=== Data rows ===

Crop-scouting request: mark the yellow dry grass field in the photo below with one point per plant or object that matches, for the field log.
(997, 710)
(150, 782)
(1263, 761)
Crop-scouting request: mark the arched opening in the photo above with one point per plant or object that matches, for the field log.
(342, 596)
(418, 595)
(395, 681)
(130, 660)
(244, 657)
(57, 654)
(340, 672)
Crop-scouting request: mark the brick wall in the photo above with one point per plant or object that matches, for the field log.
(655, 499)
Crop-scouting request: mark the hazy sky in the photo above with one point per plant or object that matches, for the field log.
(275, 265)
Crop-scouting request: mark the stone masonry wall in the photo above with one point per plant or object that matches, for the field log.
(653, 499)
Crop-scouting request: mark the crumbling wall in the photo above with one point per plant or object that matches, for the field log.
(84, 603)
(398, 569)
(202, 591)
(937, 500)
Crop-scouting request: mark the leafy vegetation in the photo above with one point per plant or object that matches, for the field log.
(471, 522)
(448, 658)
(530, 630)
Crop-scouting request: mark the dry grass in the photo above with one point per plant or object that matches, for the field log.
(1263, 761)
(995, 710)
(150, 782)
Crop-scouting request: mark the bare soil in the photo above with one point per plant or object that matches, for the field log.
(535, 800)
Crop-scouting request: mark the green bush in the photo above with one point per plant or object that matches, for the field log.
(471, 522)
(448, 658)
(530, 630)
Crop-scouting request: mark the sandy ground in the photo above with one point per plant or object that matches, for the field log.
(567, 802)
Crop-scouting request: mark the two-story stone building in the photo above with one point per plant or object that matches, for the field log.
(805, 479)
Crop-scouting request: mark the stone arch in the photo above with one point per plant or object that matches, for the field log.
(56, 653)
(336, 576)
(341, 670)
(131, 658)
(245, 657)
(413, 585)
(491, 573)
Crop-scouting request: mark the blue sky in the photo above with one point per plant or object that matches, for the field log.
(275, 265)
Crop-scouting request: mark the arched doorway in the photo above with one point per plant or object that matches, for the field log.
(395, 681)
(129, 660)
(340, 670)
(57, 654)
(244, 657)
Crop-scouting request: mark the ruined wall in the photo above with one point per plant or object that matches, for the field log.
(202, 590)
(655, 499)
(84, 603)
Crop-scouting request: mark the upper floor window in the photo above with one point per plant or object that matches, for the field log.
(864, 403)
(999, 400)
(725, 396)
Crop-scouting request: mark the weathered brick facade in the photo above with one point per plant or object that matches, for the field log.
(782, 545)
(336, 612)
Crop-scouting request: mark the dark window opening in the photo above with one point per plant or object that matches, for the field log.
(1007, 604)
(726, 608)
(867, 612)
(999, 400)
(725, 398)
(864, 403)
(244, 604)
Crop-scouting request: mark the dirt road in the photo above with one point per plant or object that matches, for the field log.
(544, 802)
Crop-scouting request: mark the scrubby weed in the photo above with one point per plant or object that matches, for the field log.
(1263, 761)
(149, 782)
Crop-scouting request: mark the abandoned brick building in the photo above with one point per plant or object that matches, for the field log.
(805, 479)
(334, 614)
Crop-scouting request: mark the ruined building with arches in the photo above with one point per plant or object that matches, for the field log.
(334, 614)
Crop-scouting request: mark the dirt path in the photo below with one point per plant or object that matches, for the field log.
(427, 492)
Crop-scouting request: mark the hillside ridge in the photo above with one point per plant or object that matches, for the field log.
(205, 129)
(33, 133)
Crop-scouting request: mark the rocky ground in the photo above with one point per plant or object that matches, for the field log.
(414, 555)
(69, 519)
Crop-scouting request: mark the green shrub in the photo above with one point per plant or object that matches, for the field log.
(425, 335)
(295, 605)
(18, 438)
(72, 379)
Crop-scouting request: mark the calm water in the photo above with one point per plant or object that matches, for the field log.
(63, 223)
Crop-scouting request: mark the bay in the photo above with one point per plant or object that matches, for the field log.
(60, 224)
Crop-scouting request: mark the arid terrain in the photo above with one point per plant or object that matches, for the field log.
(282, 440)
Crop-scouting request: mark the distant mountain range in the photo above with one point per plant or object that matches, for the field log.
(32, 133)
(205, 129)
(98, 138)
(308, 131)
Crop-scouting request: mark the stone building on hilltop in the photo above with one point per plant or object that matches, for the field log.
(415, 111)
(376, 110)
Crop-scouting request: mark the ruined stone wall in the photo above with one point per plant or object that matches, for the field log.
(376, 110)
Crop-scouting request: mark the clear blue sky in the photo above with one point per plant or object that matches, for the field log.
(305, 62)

===

= Goal =
Copy every one of the entries above exactly as it appears.

= Finished exercise =
Crop-scouting request: mark the yellow dry grass field in the photo below with one point per plant or object that matches, for the field log.
(997, 710)
(150, 782)
(1263, 761)
Crop-scouting request: mark the arched opening in the photo above with one point per plant or object that matches, for the field log.
(342, 596)
(418, 595)
(395, 681)
(130, 660)
(244, 657)
(57, 654)
(340, 672)
Crop-scouting request: mark the brick wall in the photo above with one point per plant or object that matches, for the field log.
(655, 499)
Crop-scouting request: mark the hazy sky in the photo above with one point per plant or object that matches, for the field log.
(275, 265)
Crop-scouting request: mark the stone masonry wall in the photo above with one point per plant or object that matches, for the field log.
(653, 499)
Crop-scouting request: mark the crumbling wall in the photo above with one point per plant or object that matches, for the field log.
(84, 603)
(398, 569)
(202, 591)
(937, 500)
Crop-scouting request: mark the leafy vegetation in the photo above with one point per plant or object that matches, for the field log.
(471, 522)
(448, 658)
(530, 630)
Crop-scouting request: mark the dry grass in the photo above with one point per plant or object that matches, for the field log.
(1263, 761)
(995, 710)
(150, 782)
Crop-scouting request: mark the bare soil in the photo above with one point per plant or object that matches, for the field log.
(535, 800)
Crop-scouting request: mark the green bush in the photo above with one point per plant or object that matches, for the field log.
(471, 522)
(448, 658)
(530, 630)
Crop-scouting request: mark the sandy ground in the photo above with one point per plant or object that matches, for the field log.
(567, 802)
Crop-scouting request: mark the two-story stone building in the photo above with one point per plant or object that matches, for the field log.
(805, 479)
Crop-scouting request: mark the stone arch in the photo above with one point per plant or object that matches, for the field log.
(56, 653)
(336, 576)
(341, 670)
(131, 658)
(245, 657)
(413, 585)
(491, 573)
Crop-scouting request: mark the blue sky in the photo above with one point per plant or object that matches, for the field log.
(275, 265)
Crop-scouting request: mark the arched doorway in the photo above with one point per plant or object that matches, for the field log.
(395, 681)
(129, 660)
(340, 670)
(57, 654)
(244, 657)
Crop-scouting request: mark the ruined wall in the photo above with one point per plant or object that matches, for the field log.
(202, 590)
(655, 499)
(84, 603)
Crop-scouting request: mark the upper floor window in the photo above with one point per plant or object that matches, for the field log.
(864, 403)
(999, 400)
(725, 396)
Crop-scouting request: mark the weathered brick facade in the photo above with one point per plant or object that matches, for the field log.
(782, 545)
(336, 612)
Crop-scouting request: mark the dark window opening in the photo above with one point per plant or object that matches, for the field log.
(1007, 604)
(726, 608)
(867, 612)
(999, 400)
(725, 398)
(864, 403)
(244, 604)
Crop-scouting request: mark the dirt road in the photo above with one point per plant or object that matches, for the field log.
(544, 802)
Crop-scouting request: mark the scrubby weed in the photo above with one point per plant or object that matches, for the field log.
(1263, 761)
(149, 782)
Crop-scouting request: mark the abandoned brick building in the photo above with one point per plant or object that matches, for the field log.
(805, 479)
(334, 614)
Crop-scouting request: mark the ruined building with arches in the photo above with one point per plant or object that matches, for the field log.
(334, 614)
Crop-scouting request: mark the dirt path in the photo below with one point per plant or object that matches, for the field log.
(427, 492)
Crop-scouting request: mark the hillside ridge in the photo above with one point per plant or object that matches, for the field log.
(205, 129)
(33, 133)
Crop-scouting request: mark the rocky ground in the photo above with one point per plant or object that matches, for the field log.
(414, 555)
(69, 519)
Crop-scouting request: mark the green shrub in the photo above with one point per plant or object that matches, for the field log.
(425, 335)
(295, 605)
(18, 438)
(72, 379)
Crop-scouting request: mark the calm water in the photo above with one point per plant or object that matches, for the field log.
(63, 223)
Crop-scouting request: mark the bay in the photo above with one point per plant or object that matches, for the field log.
(60, 224)
Crop-scouting request: mark the arid terrain in the photo above with one point per plant or object that matches, for the field log.
(282, 440)
Crop-scouting request: mark the distant mountain range in the photo above with one point per plant or object that matches, for the field log.
(32, 133)
(205, 129)
(98, 138)
(308, 131)
Crop-scouting request: mark the stone building on hilltop in the photo above with one point per plant or object that matches, for the field log.
(415, 111)
(376, 110)
Crop-scouting request: mark the ruined stone wall in the photo above with one point per plant or object that matches, for the field log.
(376, 110)
Crop-scouting request: mark the clear blue sky in the photo above with one point per plant or object that matches, for the field log.
(305, 62)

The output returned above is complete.